▶ _Extracted records_
---*---

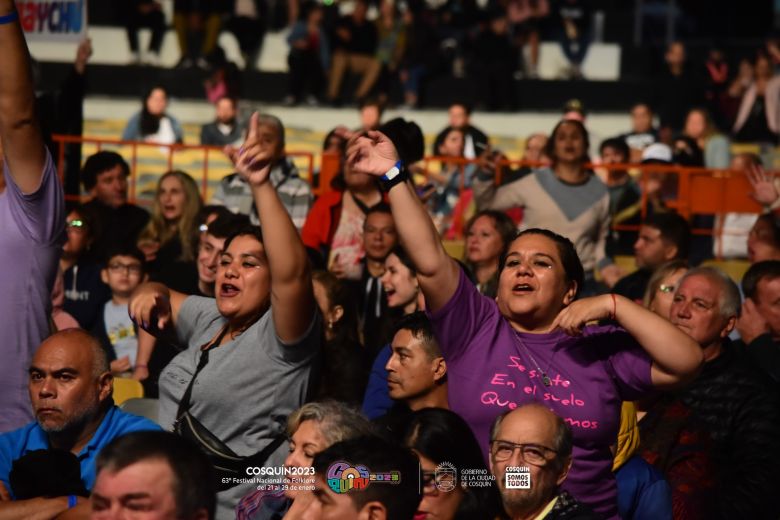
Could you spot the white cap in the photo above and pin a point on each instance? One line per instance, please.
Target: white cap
(657, 152)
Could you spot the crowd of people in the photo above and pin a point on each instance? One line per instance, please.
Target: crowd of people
(336, 346)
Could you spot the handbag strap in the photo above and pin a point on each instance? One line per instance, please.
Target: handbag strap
(184, 404)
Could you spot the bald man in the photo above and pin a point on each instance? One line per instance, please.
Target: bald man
(70, 387)
(532, 440)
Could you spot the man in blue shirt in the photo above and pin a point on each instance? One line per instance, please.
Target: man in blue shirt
(70, 388)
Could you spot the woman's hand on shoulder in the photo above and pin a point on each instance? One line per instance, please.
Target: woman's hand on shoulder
(577, 314)
(253, 159)
(151, 301)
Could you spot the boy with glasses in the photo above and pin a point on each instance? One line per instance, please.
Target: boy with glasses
(123, 273)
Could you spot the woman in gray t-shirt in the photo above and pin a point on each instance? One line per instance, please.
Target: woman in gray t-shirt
(266, 315)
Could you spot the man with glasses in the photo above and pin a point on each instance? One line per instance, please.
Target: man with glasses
(530, 456)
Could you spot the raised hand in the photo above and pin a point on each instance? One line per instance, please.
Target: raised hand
(763, 182)
(371, 152)
(151, 301)
(253, 159)
(574, 317)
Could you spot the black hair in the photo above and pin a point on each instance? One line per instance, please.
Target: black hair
(193, 475)
(150, 123)
(379, 207)
(224, 225)
(101, 162)
(405, 259)
(572, 266)
(126, 250)
(443, 436)
(767, 269)
(421, 328)
(674, 229)
(616, 143)
(467, 107)
(250, 230)
(549, 148)
(378, 456)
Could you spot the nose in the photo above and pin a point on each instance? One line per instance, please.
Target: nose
(47, 389)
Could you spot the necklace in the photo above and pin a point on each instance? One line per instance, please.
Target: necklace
(545, 378)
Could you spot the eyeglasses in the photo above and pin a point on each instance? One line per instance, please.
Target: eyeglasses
(128, 268)
(76, 223)
(532, 453)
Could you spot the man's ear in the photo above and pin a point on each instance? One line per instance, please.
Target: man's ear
(373, 510)
(106, 385)
(730, 324)
(564, 471)
(439, 369)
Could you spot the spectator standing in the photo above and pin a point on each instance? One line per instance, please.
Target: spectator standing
(535, 309)
(85, 292)
(309, 56)
(144, 13)
(758, 117)
(355, 44)
(32, 223)
(247, 21)
(225, 129)
(574, 33)
(153, 124)
(104, 177)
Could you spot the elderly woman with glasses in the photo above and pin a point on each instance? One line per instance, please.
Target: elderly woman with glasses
(534, 342)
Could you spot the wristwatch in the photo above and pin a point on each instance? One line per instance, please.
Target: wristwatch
(395, 175)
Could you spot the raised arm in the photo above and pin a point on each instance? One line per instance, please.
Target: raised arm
(676, 356)
(292, 296)
(155, 308)
(19, 131)
(438, 274)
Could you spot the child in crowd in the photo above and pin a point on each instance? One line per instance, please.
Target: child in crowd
(123, 272)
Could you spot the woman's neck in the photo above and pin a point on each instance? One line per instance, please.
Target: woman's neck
(573, 173)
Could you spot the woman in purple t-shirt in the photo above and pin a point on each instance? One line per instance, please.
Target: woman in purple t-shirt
(531, 343)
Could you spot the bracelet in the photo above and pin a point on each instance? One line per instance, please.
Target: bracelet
(9, 18)
(613, 316)
(395, 175)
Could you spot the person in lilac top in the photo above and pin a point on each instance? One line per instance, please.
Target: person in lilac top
(532, 343)
(32, 224)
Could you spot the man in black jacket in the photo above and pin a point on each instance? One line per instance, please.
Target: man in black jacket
(716, 441)
(759, 324)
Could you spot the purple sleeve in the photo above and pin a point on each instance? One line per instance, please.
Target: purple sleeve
(460, 320)
(630, 366)
(40, 215)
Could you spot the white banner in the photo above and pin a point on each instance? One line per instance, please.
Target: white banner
(53, 20)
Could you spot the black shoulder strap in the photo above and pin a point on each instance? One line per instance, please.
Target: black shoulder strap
(184, 404)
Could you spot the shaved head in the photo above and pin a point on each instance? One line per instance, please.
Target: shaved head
(70, 383)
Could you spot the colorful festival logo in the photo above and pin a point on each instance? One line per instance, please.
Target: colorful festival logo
(344, 477)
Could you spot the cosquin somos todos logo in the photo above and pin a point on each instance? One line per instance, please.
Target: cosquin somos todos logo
(344, 477)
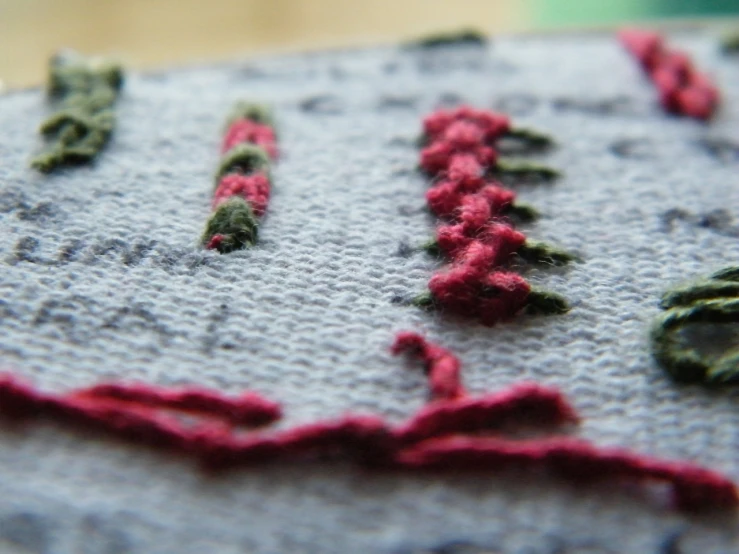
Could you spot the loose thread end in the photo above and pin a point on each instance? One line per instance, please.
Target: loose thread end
(542, 302)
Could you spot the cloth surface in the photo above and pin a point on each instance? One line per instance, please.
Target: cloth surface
(102, 279)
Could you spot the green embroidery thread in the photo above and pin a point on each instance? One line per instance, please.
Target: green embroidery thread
(713, 300)
(85, 91)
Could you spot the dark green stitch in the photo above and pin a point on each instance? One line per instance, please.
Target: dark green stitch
(524, 212)
(470, 37)
(727, 274)
(542, 253)
(245, 159)
(684, 362)
(526, 169)
(235, 222)
(85, 91)
(257, 113)
(543, 302)
(530, 137)
(702, 290)
(425, 301)
(713, 300)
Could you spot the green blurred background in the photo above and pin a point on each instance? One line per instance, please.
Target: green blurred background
(592, 12)
(161, 33)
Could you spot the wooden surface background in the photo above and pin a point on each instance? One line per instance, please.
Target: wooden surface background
(158, 33)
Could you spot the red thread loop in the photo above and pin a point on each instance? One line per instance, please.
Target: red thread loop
(682, 89)
(442, 367)
(255, 189)
(244, 175)
(479, 240)
(445, 434)
(246, 131)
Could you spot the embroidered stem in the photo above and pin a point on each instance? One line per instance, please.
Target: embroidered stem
(85, 91)
(543, 253)
(478, 240)
(243, 180)
(543, 302)
(682, 89)
(685, 363)
(524, 169)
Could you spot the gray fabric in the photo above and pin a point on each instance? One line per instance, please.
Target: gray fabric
(101, 278)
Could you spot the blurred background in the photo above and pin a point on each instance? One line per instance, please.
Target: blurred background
(158, 33)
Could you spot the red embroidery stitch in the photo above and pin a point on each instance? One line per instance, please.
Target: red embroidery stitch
(693, 488)
(246, 131)
(477, 240)
(442, 435)
(247, 409)
(682, 89)
(243, 181)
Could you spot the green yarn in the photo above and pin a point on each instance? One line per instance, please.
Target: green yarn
(727, 274)
(245, 159)
(543, 253)
(714, 300)
(530, 137)
(258, 113)
(85, 91)
(424, 301)
(524, 212)
(526, 169)
(235, 221)
(702, 290)
(471, 37)
(543, 302)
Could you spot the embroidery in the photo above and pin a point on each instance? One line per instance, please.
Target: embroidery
(714, 300)
(682, 89)
(468, 37)
(446, 434)
(85, 91)
(477, 238)
(243, 180)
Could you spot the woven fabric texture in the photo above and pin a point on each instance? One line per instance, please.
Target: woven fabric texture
(101, 278)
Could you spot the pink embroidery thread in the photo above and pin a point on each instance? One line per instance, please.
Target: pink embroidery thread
(682, 89)
(445, 434)
(243, 183)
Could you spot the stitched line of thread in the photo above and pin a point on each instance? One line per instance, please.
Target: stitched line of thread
(730, 42)
(446, 434)
(477, 238)
(713, 300)
(85, 91)
(243, 180)
(682, 89)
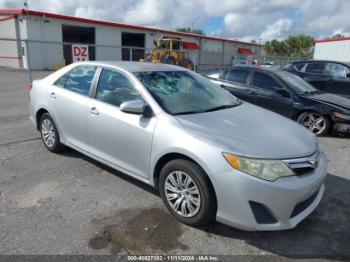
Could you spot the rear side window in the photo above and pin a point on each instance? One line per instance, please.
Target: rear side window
(298, 67)
(265, 81)
(60, 82)
(223, 75)
(238, 76)
(115, 88)
(316, 68)
(80, 78)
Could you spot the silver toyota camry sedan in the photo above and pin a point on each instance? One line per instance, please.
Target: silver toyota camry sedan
(210, 155)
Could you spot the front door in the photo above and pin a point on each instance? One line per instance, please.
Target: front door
(119, 138)
(267, 96)
(69, 96)
(340, 83)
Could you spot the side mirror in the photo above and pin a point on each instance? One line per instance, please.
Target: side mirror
(282, 92)
(138, 107)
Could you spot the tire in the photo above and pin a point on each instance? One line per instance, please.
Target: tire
(186, 63)
(166, 59)
(205, 210)
(316, 123)
(49, 134)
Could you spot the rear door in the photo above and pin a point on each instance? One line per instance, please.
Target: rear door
(340, 81)
(314, 74)
(266, 87)
(120, 138)
(68, 98)
(237, 84)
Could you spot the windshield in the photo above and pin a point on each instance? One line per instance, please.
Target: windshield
(297, 84)
(183, 92)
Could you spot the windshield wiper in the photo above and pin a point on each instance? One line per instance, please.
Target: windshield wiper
(312, 92)
(219, 108)
(188, 112)
(207, 110)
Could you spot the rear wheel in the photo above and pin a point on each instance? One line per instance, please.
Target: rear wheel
(186, 192)
(315, 122)
(49, 134)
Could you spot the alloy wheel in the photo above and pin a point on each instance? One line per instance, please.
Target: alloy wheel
(48, 132)
(182, 194)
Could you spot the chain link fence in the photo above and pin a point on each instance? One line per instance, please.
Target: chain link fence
(21, 61)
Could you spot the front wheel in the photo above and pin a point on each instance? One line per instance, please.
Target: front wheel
(315, 122)
(186, 192)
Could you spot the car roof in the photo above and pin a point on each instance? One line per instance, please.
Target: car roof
(320, 61)
(263, 69)
(134, 66)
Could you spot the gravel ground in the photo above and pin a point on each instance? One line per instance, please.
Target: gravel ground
(69, 204)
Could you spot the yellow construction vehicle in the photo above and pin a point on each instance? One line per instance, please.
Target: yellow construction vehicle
(169, 50)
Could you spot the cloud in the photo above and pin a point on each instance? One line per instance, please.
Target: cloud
(241, 19)
(277, 30)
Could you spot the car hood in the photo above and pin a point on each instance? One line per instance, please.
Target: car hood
(252, 131)
(331, 99)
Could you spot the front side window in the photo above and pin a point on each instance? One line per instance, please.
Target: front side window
(265, 81)
(183, 92)
(80, 78)
(115, 88)
(316, 68)
(238, 76)
(223, 74)
(337, 70)
(297, 84)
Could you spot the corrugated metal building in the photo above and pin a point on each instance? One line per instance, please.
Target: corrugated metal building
(49, 38)
(333, 49)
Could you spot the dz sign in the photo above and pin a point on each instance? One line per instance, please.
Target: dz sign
(80, 53)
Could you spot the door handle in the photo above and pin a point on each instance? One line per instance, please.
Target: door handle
(93, 110)
(53, 95)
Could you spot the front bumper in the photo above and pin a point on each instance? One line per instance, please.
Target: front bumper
(289, 200)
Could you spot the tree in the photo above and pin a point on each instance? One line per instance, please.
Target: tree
(298, 46)
(190, 30)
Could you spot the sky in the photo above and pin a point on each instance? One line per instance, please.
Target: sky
(247, 20)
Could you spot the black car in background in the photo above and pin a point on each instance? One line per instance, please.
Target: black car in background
(329, 76)
(287, 94)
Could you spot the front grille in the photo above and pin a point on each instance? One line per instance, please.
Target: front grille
(300, 207)
(262, 214)
(303, 170)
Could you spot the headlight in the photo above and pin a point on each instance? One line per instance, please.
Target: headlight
(265, 169)
(342, 116)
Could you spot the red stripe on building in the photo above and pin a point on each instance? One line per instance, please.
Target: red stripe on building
(7, 18)
(245, 51)
(190, 45)
(120, 25)
(332, 40)
(9, 57)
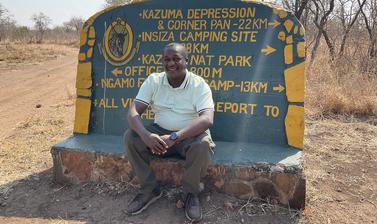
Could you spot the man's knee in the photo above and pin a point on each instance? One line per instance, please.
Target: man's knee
(201, 148)
(130, 139)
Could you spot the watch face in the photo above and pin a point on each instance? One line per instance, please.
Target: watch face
(173, 136)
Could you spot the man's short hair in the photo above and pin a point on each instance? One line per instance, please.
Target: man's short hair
(179, 46)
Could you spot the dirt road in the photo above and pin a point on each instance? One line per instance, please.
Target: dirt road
(25, 87)
(340, 160)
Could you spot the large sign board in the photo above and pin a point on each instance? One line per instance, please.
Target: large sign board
(250, 53)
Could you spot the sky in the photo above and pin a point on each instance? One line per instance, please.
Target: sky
(58, 11)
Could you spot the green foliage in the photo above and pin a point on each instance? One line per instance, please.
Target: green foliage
(74, 24)
(116, 2)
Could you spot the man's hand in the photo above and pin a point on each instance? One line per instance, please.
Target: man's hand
(168, 141)
(155, 143)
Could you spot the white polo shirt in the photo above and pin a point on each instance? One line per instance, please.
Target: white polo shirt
(175, 108)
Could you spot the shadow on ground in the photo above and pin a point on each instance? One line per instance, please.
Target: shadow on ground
(37, 197)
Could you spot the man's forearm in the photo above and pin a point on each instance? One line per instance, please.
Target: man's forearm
(135, 123)
(196, 127)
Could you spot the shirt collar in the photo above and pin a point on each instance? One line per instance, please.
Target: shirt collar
(182, 86)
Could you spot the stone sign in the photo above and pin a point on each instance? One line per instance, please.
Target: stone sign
(251, 55)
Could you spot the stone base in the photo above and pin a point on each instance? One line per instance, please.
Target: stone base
(283, 181)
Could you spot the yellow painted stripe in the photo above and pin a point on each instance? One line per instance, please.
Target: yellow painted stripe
(89, 53)
(280, 12)
(82, 57)
(281, 36)
(289, 39)
(84, 76)
(83, 37)
(92, 32)
(91, 42)
(82, 116)
(294, 126)
(288, 54)
(301, 49)
(288, 24)
(84, 92)
(295, 83)
(302, 31)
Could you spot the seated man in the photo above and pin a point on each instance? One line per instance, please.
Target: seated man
(183, 107)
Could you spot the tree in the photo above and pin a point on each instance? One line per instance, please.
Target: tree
(348, 15)
(6, 22)
(369, 15)
(41, 22)
(75, 24)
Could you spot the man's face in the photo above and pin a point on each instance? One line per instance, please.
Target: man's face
(174, 62)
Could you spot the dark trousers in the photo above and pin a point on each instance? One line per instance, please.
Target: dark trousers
(196, 152)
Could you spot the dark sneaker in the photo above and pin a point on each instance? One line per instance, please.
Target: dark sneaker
(192, 208)
(142, 201)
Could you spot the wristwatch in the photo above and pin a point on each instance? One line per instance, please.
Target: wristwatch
(173, 136)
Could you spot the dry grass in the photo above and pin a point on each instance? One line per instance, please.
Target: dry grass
(345, 86)
(13, 54)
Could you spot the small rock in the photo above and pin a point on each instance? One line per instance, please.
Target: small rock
(208, 198)
(229, 205)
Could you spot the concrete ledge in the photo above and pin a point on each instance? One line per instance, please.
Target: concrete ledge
(242, 170)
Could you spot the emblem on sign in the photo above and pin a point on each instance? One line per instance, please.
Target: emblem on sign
(119, 43)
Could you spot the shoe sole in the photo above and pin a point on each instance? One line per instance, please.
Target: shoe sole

---*---

▶ _Description of the task_
Show every line above where "shoe" is found.

▶ _The completed task_
Could you spot the shoe sole in the photo above and pin a point on each instance? One line per instance, please.
Target: shoe sole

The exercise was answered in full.